TEXT SECTION:
Venues - Homecoming 2024
- Location:
- Im Wizemann (Club), Quellenstr. 7, 70376 STUTTGART
Venues - Homecoming 2024
"German metal with a mission and a message" (Kerrang UK)
VENUES have emerged stronger from their biggest crisis of all. The departure of singer Nyves in 2019 in the middle of the tour phase for their remarkable debut "Aspire" (2018) hit Stuttgart's modern metal figurehead hard. Because no one wanted to give up faith in this band, this band that was showing its potential for the first time after years of finding and growing, they carried on, searched - and found a replacement in the most unlikely place imaginable: At a Steel Panther concert.
VENUES guitarist Constantin Ranis is in attendance when suddenly a young woman named Lela climbs on stage and sings a number with the heavies. As if she had never done anything else! He enthusiastically records the performance and the two meet up after the show. "I actually just gave him my number so that he could send me the video of my performance," Lela recalls of an encounter with consequences. She got the video - and along the way, she became a singer with one of Germany's biggest modern metal hopefuls. "That was pretty crazy," she laughs.

EXTRACTED RECORDS:

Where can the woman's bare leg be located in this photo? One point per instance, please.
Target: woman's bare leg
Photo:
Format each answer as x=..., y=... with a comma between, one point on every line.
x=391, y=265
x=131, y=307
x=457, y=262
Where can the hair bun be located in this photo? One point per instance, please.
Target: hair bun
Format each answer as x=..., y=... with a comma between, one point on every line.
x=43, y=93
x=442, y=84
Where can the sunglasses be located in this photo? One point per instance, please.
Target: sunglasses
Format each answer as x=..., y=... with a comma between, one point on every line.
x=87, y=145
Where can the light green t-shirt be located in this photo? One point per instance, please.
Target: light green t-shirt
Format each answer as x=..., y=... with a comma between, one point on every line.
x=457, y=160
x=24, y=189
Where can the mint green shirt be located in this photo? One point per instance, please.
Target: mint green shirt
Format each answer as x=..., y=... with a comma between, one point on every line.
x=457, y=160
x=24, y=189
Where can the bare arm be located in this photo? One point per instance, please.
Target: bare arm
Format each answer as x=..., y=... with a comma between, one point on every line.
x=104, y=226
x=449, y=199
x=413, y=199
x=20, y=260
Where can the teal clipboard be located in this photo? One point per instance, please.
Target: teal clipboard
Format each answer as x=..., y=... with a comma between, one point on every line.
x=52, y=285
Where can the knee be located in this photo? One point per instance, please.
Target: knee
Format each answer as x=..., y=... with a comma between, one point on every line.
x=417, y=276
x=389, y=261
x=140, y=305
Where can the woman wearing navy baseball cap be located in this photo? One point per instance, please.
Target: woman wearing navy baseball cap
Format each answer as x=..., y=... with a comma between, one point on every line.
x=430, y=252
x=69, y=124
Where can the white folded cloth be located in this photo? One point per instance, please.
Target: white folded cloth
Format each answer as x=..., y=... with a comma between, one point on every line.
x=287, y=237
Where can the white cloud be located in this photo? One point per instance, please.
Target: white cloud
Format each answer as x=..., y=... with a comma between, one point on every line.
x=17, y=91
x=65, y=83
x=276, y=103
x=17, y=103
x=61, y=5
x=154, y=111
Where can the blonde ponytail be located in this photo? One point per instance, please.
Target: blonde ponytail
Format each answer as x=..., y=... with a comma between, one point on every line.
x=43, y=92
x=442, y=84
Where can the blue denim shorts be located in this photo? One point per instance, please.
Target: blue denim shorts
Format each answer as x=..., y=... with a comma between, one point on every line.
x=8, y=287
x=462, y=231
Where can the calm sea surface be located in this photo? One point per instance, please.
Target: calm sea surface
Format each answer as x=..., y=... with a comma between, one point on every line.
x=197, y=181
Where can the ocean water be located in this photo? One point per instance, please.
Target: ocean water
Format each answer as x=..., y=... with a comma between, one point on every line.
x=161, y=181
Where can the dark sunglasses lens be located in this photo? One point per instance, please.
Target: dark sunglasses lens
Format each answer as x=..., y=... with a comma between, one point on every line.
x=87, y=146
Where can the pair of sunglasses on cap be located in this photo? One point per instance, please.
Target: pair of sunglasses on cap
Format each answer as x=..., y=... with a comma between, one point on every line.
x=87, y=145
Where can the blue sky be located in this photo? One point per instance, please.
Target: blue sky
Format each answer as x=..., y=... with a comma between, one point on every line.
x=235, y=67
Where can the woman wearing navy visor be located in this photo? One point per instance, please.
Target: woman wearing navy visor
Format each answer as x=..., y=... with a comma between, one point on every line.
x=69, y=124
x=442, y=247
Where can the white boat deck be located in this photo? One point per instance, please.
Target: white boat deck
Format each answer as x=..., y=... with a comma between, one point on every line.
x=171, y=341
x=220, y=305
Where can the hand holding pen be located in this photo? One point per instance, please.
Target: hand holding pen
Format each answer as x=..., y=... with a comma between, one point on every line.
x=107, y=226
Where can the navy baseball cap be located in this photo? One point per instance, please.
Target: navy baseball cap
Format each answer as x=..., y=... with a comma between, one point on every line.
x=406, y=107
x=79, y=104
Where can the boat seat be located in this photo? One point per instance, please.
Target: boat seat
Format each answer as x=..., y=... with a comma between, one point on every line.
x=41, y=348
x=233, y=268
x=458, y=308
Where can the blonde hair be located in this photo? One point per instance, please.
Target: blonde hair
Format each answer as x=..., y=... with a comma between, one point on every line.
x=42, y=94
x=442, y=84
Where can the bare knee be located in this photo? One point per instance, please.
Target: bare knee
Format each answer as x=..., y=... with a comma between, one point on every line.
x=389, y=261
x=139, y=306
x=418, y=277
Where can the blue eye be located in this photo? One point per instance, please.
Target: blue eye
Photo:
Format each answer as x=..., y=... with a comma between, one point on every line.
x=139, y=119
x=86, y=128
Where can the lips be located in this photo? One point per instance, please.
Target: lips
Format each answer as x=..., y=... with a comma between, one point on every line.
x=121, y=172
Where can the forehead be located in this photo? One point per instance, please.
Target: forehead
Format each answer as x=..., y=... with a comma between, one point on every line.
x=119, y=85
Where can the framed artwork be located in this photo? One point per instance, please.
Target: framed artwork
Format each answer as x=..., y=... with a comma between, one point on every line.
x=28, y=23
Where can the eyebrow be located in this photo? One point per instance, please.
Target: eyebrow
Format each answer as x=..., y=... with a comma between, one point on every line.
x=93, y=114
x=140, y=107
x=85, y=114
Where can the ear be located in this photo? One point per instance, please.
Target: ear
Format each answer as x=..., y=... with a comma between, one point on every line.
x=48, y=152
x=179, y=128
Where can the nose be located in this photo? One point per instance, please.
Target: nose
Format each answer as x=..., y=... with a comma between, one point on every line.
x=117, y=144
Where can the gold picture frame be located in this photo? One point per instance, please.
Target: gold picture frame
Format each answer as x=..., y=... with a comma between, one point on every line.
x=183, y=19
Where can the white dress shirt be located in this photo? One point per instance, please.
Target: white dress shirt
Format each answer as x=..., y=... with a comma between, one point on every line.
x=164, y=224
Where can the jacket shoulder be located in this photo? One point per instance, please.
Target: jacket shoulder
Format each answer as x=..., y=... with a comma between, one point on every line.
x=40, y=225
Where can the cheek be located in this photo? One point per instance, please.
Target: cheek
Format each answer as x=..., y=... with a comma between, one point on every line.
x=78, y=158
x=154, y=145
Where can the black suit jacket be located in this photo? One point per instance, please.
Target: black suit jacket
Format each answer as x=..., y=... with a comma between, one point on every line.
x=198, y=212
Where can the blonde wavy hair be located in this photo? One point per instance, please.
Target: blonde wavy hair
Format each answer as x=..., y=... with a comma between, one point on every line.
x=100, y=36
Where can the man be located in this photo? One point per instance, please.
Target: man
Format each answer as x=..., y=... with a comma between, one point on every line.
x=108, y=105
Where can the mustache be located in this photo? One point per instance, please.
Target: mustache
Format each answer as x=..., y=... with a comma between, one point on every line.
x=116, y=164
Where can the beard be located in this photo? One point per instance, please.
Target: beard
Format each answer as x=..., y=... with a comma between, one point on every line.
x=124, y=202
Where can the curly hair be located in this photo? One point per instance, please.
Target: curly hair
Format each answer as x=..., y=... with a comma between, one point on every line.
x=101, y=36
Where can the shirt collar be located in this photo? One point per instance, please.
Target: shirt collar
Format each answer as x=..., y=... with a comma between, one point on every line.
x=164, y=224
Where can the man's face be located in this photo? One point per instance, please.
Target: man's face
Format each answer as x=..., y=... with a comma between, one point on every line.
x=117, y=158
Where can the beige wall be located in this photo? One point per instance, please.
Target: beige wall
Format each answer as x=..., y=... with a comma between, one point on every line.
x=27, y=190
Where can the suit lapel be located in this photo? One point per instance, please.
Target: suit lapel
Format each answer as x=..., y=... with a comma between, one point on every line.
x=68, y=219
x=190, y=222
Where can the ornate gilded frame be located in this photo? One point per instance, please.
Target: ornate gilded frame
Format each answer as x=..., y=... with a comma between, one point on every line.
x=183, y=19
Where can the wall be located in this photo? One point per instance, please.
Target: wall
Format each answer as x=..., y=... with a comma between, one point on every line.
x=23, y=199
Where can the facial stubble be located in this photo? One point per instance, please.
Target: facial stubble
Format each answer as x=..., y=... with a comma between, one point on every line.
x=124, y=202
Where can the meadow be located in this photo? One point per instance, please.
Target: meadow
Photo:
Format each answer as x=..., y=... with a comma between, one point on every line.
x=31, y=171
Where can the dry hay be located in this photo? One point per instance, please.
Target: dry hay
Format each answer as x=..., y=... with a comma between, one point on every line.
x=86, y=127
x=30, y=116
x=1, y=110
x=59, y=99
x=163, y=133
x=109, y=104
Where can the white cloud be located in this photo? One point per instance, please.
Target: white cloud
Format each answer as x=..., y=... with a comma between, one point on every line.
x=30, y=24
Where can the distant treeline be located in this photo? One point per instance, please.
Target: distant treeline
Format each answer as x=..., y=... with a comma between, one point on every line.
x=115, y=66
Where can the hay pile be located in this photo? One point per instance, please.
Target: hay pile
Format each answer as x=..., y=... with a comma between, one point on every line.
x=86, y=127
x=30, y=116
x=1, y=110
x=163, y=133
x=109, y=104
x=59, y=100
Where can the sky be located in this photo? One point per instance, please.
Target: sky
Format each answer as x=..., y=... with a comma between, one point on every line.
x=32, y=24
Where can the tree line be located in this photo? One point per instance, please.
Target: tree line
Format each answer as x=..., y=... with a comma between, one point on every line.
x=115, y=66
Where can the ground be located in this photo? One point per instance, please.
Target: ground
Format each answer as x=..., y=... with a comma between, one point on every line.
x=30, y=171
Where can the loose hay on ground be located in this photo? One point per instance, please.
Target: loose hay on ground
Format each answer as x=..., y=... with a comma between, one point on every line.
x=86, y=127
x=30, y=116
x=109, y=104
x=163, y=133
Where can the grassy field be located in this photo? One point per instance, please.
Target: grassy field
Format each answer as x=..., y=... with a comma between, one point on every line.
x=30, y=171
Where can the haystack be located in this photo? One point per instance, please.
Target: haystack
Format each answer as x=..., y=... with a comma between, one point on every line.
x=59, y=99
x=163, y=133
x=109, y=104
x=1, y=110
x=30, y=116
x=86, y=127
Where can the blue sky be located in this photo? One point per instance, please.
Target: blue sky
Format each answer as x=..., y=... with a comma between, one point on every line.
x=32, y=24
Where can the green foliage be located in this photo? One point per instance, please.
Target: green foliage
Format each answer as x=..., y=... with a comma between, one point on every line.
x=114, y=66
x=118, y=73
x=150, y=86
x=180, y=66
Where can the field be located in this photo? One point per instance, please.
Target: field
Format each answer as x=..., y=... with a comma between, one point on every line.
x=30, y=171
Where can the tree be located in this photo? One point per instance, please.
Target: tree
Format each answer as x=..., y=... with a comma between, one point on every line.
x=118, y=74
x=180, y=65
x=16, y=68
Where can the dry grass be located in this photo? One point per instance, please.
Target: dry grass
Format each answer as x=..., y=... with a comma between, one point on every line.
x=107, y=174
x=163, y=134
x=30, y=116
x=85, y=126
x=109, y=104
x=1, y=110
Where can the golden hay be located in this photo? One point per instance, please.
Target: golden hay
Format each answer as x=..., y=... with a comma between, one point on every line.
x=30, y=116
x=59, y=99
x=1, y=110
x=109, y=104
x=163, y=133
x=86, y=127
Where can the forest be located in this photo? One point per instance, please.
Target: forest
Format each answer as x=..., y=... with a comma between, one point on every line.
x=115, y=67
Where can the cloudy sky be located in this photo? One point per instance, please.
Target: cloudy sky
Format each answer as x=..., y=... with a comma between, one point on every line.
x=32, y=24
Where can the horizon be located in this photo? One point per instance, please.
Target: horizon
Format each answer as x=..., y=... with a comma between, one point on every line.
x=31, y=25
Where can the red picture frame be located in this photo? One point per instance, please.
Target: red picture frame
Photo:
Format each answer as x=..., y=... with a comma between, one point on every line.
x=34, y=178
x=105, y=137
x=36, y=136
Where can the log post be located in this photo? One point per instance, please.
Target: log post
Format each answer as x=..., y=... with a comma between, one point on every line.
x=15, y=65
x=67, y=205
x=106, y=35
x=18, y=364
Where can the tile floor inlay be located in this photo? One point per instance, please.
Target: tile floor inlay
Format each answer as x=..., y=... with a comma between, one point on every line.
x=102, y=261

COMPLETE THE FOLLOWING:
(a) According to the text about the band VENUES, at what kind of event did the band find its replacement singer?
(b) From the text about the band VENUES, print the passage that begins at the words "VENUES have emerged" and stops after the words "Steel Panther concert.".
The records bear no relation to the text about the band VENUES.

SOLVED TASKS:
(a) At a Steel Panther concert.

(b)
VENUES have emerged stronger from their biggest crisis of all. The departure of singer Nyves in 2019 in the middle of the tour phase for their remarkable debut "Aspire" (2018) hit Stuttgart's modern metal figurehead hard. Because no one wanted to give up faith in this band, this band that was showing its potential for the first time after years of finding and growing, they carried on, searched - and found a replacement in the most unlikely place imaginable: At a Steel Panther concert.